◆ **How to complete this task**
The records below are to be reproduced exactly, with the pictures left out.

[[ Task data, beginning ]]

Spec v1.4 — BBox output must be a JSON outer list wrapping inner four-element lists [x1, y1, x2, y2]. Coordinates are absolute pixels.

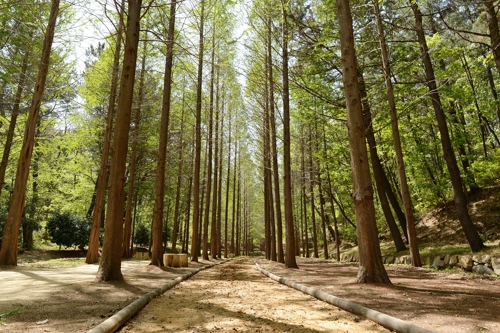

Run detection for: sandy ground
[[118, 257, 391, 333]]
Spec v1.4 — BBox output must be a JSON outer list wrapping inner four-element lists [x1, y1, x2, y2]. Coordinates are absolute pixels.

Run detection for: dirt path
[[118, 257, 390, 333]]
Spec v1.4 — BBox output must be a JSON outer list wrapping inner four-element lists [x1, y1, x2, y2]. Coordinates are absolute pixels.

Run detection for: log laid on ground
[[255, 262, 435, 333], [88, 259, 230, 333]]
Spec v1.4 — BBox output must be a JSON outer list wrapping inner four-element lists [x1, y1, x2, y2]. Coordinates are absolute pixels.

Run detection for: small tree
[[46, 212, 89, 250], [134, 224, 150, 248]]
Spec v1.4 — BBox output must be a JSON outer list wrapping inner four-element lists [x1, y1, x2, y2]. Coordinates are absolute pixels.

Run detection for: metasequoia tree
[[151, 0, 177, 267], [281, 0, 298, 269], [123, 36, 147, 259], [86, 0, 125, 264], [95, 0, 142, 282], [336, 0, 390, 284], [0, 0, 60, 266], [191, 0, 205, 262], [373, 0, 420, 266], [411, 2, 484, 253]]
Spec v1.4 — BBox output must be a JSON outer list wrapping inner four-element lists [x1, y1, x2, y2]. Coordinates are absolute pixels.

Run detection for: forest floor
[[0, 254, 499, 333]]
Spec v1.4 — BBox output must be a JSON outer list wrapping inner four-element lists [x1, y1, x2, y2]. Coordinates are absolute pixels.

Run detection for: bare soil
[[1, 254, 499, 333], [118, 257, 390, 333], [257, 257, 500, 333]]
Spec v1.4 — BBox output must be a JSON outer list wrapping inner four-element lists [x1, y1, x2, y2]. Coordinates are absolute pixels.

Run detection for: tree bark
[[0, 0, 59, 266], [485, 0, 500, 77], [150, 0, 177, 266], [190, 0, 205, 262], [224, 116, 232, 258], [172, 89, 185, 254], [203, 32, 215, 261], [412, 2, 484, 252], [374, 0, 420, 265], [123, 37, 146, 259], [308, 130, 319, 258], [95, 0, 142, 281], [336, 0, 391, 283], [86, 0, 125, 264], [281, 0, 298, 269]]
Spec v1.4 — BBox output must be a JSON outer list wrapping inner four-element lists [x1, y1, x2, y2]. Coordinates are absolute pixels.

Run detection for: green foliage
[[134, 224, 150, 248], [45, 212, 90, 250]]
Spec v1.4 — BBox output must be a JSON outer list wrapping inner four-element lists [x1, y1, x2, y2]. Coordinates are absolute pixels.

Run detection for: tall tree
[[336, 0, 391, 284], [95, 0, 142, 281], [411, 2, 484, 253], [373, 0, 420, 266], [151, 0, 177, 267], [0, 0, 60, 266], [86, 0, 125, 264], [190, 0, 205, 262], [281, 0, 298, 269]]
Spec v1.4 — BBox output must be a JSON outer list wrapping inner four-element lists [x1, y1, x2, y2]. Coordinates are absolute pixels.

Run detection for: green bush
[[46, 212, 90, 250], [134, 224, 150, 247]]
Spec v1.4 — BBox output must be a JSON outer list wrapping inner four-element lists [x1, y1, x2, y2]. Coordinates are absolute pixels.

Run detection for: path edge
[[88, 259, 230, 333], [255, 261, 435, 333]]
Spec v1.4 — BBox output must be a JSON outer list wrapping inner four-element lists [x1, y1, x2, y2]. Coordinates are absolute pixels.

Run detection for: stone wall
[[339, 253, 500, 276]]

[[ Task data, end ]]

◆ **Output below**
Spec v1.4 — BBox output must be a JSON outer list wrapping inner four-element lists [x1, y1, x2, y2]. Coordinates are absolute pixels.


Run detection for: sandy ground
[[118, 257, 391, 333]]
Spec v1.4 — BBox output must be a JSON outer list wrapping inner four-element lists [x1, y1, x2, y2]. Coordinates are absolute pixels.

Run detection for: dirt path
[[118, 257, 390, 333]]
Spec v1.4 — BBox output must be a JSON outer list wrapping inner four-element lists [x1, y1, x2, y2]. Coordinates are absolute pixels.

Run detection for: log laid on ground
[[255, 262, 435, 333], [88, 259, 230, 333]]
Spec v1.4 — BBox output must be a JSON outer list wrapping inner four-element lists [x1, y1, x2, y2]. Coordinates are absolute pixels.

Run detection for: small tree
[[46, 212, 89, 250], [134, 224, 150, 248]]
Spec v1.4 — BBox output must be a JSON outer list wrapping inner four-element lists [x1, y1, x2, y2]. Coordinates are absolute pixels.

Run detection for: metasequoia tree
[[151, 0, 177, 267], [281, 0, 298, 269], [123, 36, 147, 259], [86, 0, 125, 264], [95, 0, 142, 282], [336, 0, 390, 284], [0, 0, 60, 266], [191, 0, 205, 262], [373, 0, 420, 266], [411, 2, 484, 253]]
Spec v1.4 — BBox output must be a JSON outer list wrapping inner four-element lists [x1, y1, x2, y2]. Coordinates are absolute pixels.

Run detection for: forest floor
[[0, 254, 499, 333]]
Spec v1.4 — BBox output must be a JSON outer list wrapping inner four-element lists [x1, y1, x2, y2]. Coordinates are absolute pixels.

Run detection for: bare soil
[[1, 254, 499, 333], [118, 257, 390, 333], [257, 257, 500, 333]]
Spec v1.4 — BBox output must be a JSON outer list wrapping inner four-element lists [x1, y1, x2, y2]. Coordinates are absolute pixels.

Run detection for: tree bark
[[0, 0, 59, 266], [485, 0, 500, 77], [150, 0, 177, 266], [190, 0, 205, 262], [224, 116, 232, 258], [172, 89, 185, 254], [203, 32, 215, 261], [412, 2, 484, 252], [374, 0, 420, 265], [123, 37, 146, 259], [308, 130, 319, 258], [95, 0, 142, 281], [336, 0, 391, 283], [86, 0, 125, 264], [281, 0, 298, 269]]
Spec v1.4 — BBox output must be a JSON outer list wrapping inner four-element lists [x1, y1, x2, y2]. Coordinates are absolute pixels.

Run detection for: green foliage
[[134, 224, 150, 248], [45, 212, 90, 250]]
Spec v1.4 — BBox output must be a JSON outer list wrapping inner four-element lists [x1, y1, x2, y2]. Coordinates are absolute pixels.

Run detection for: tall tree
[[336, 0, 391, 284], [95, 0, 142, 281], [411, 2, 484, 253], [373, 0, 420, 266], [151, 0, 177, 267], [0, 0, 60, 266], [86, 0, 125, 264], [190, 0, 205, 262], [281, 0, 298, 269]]
Spec v1.4 — BBox output must be a JSON outer list wrapping inner four-element lists [x1, y1, x2, y2]. Coordinates are absolute pixels.

Run detection for: green bush
[[46, 212, 90, 250], [134, 224, 150, 247]]
Spec v1.4 — BBox output must be a JSON outer list wrapping inner four-element lists [x1, y1, x2, y2]. Coordinates are absolute pixels.

Run detection for: path edge
[[88, 259, 230, 333], [255, 261, 435, 333]]
Spec v1.4 — BBox output must be a JSON outer list wrapping inner four-element lists [x1, y1, x2, y2]. Coordinates are absolute pixels.

Run detection for: stone wall
[[339, 253, 500, 276]]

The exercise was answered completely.